TRY IT:
From the entries that follow, report every line in which "MUST" occurs.

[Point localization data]
"""

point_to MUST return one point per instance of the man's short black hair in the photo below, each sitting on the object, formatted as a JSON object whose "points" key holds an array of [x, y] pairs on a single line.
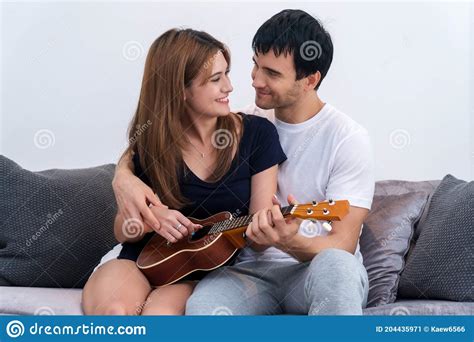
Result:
{"points": [[298, 33]]}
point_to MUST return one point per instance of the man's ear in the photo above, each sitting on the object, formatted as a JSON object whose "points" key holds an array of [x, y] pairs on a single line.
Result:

"""

TASK SOLUTION:
point_to MUST return one point per instance of the man's short black hair in the photo below, each sitting on the object, formatted as a JSON object whose "points" key holds an array of [x, y] pairs on a single line.
point_to MUST return one point per instance of the man's ear in the photo above, each sitting on the object, formatted as a JSON object whose "points" key holds an array of [x, y] pairs on a single line.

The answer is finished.